#### Brief
Write down the listing again exactly as it appears below, without its pictures.

#### Given information
-------------------------
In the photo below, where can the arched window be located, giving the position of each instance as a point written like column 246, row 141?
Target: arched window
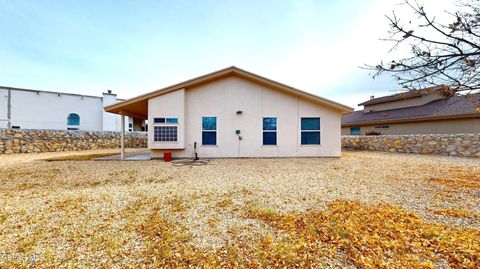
column 73, row 119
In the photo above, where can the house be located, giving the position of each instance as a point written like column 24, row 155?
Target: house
column 37, row 109
column 434, row 110
column 234, row 113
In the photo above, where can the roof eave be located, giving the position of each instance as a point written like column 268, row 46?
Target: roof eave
column 342, row 109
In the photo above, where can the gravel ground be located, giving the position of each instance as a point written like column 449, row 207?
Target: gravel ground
column 49, row 208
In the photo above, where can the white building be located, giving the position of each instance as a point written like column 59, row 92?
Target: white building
column 234, row 113
column 35, row 109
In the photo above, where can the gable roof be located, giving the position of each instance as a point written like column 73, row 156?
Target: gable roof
column 457, row 106
column 407, row 95
column 137, row 106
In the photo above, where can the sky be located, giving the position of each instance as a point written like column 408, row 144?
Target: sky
column 133, row 47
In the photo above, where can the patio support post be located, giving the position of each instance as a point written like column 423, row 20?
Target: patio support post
column 122, row 139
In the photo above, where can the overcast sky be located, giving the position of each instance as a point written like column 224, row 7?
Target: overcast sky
column 132, row 47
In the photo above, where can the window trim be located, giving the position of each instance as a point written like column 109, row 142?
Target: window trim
column 159, row 123
column 210, row 131
column 165, row 126
column 359, row 130
column 270, row 131
column 77, row 118
column 319, row 131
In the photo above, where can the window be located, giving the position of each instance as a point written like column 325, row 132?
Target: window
column 158, row 120
column 355, row 131
column 166, row 120
column 165, row 133
column 172, row 120
column 269, row 131
column 165, row 129
column 209, row 130
column 310, row 131
column 73, row 119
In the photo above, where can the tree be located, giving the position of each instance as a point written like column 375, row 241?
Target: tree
column 440, row 54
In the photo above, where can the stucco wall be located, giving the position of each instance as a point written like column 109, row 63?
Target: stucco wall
column 223, row 98
column 170, row 105
column 32, row 109
column 50, row 111
column 452, row 126
column 23, row 141
column 467, row 145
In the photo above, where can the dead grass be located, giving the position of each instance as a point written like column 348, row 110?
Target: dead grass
column 364, row 210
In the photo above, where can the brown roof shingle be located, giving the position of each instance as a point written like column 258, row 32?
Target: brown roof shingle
column 457, row 105
column 403, row 95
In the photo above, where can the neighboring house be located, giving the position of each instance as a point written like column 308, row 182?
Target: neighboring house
column 234, row 113
column 35, row 109
column 435, row 110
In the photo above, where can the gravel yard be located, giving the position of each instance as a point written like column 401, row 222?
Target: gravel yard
column 379, row 209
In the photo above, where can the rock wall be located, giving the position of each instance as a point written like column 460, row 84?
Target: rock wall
column 23, row 141
column 466, row 145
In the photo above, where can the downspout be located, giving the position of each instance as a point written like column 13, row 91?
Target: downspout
column 9, row 109
column 122, row 139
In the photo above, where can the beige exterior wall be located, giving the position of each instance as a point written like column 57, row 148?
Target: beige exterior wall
column 170, row 105
column 452, row 126
column 418, row 101
column 223, row 98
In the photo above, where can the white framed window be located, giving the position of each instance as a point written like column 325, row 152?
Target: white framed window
-------------------------
#### Problem solution
In the photo below, where can the arched window be located, giving the position of each instance as a point written like column 246, row 141?
Target: arched window
column 73, row 119
In the photo above, where can the house be located, giving the position of each instance as a point written like column 24, row 155?
Target: house
column 37, row 109
column 434, row 110
column 234, row 113
In the photo above, where can the roof eave be located, giving the position of each instance as a point written like column 268, row 46?
Target: roof eave
column 342, row 109
In the photo above, where can the gravel ground be located, giving the position of each instance as a point written like column 449, row 207?
Target: gravel ground
column 49, row 208
In the photo above, where can the white building be located, giving the position of each instance as a point written like column 59, row 92?
Target: white building
column 234, row 113
column 35, row 109
In the photo above, where can the gable roof be located, giving the position of each instance as a point written like column 73, row 156?
Target: gable roof
column 457, row 106
column 407, row 95
column 137, row 106
In the photo above, where can the sky be located, giving the position of each instance as a point written like column 408, row 144?
Target: sky
column 133, row 47
In the photo above, where can the patio support post be located, giving the position of each instance as a point written like column 423, row 20?
Target: patio support post
column 122, row 139
In the photo above, where can the overcast sky be located, giving the position of each instance as a point written like column 224, row 7?
Target: overcast sky
column 132, row 47
In the photo above, where can the window trim be located, giving the position of each instance as a point written like column 109, row 142?
Target: window trim
column 159, row 123
column 210, row 131
column 165, row 126
column 359, row 130
column 270, row 131
column 77, row 118
column 319, row 131
In the photo above, where can the window be located, giving the position of each instance as a point written like column 325, row 132?
Target: window
column 158, row 120
column 355, row 131
column 166, row 120
column 165, row 133
column 172, row 120
column 269, row 131
column 165, row 129
column 209, row 130
column 310, row 131
column 73, row 119
In the photo above, where can the tree be located, giving the position of each instance as a point written like column 375, row 241?
Target: tree
column 440, row 54
In the photo above, where can the stucco wall be located, giving the position of each instance as a point written like column 109, row 63?
Target: stucco wall
column 223, row 98
column 170, row 105
column 32, row 109
column 50, row 111
column 452, row 126
column 23, row 141
column 467, row 145
In the photo above, where can the dead grass be located, giving the position of each instance as a point written like column 348, row 110?
Target: dead grass
column 364, row 210
In the photo above, where can the brown roof shingle be located, giving the position of each instance as a point written like column 258, row 32?
Target: brown roof shingle
column 457, row 105
column 403, row 95
In the photo above, where can the neighboring house be located, giving the position of each instance as a point written like column 308, row 182?
Target: neighboring house
column 234, row 113
column 35, row 109
column 435, row 110
In the photo above, where can the gravel yard be located, giving the position of each instance as a point written like column 401, row 222?
Target: gravel yard
column 379, row 209
In the photo above, where can the rock wall be located, giving the position of each instance as a point written like column 460, row 84?
Target: rock wall
column 23, row 141
column 466, row 145
In the photo above, where can the downspout be located, giving the position of each instance as a point written like column 13, row 91?
Target: downspout
column 9, row 109
column 122, row 139
In the photo above, where can the beige exterior wall be located, giving the position of each instance as a point written like column 57, row 148?
Target: beige exterior wall
column 170, row 105
column 452, row 126
column 418, row 101
column 223, row 98
In the photo above, where can the white framed window be located, giving the position of each instance as a point written like column 325, row 152?
Target: white framed window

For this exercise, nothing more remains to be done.